= EXERCISE =
Copy out exactly the lines from the line containing "black and white striped kerb -> point" to the end of the listing.
======== EXERCISE MATERIAL ========
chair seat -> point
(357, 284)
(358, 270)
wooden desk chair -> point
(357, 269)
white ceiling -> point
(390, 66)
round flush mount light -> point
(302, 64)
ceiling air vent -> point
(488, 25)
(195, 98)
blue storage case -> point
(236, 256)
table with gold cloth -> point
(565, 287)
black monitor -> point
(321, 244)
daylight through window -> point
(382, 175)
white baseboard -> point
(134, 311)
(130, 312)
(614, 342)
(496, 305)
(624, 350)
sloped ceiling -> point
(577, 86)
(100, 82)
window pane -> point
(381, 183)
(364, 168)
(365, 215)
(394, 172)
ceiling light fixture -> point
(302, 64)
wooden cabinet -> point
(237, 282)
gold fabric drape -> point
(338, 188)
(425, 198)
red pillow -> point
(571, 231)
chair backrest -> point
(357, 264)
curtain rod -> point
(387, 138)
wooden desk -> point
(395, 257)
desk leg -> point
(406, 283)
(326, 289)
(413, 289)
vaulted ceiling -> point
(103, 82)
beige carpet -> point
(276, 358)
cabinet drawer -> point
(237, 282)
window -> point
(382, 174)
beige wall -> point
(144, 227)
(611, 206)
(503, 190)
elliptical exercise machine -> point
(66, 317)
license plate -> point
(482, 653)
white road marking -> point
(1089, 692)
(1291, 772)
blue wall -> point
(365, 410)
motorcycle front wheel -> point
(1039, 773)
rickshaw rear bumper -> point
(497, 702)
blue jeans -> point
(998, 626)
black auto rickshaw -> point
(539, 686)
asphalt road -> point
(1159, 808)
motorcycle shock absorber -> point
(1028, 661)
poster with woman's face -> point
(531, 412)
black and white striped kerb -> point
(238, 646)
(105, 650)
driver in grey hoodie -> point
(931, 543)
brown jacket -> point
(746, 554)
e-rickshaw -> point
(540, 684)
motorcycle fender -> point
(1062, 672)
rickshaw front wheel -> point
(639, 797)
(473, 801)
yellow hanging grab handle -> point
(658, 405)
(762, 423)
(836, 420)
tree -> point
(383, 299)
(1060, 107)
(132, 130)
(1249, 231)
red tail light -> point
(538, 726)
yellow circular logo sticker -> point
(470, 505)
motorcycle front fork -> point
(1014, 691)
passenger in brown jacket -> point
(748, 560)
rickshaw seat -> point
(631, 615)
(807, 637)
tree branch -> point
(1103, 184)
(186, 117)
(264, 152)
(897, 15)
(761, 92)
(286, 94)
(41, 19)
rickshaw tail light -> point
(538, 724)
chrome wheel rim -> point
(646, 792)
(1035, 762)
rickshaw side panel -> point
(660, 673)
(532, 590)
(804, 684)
========
= SOLVED EXERCISE =
black and white striped kerb -> point
(238, 646)
(105, 650)
driver in grey hoodie -> point
(931, 543)
brown jacket -> point
(746, 554)
e-rickshaw -> point
(540, 684)
motorcycle fender -> point
(1062, 672)
rickshaw front wheel -> point
(639, 797)
(473, 801)
yellow hanging grab handle -> point
(658, 405)
(762, 423)
(836, 420)
tree -> point
(383, 299)
(1060, 107)
(132, 130)
(1249, 231)
red tail light -> point
(538, 726)
yellow circular logo sticker -> point
(470, 505)
motorcycle front fork -> point
(1014, 691)
passenger in brown jacket -> point
(748, 560)
rickshaw seat -> point
(631, 615)
(807, 637)
tree branch -> point
(1103, 184)
(186, 117)
(264, 152)
(897, 15)
(761, 92)
(286, 94)
(41, 19)
rickshaw tail light -> point
(538, 724)
chrome wheel rim -> point
(646, 792)
(1035, 762)
rickshaw side panel -> point
(660, 673)
(532, 590)
(804, 684)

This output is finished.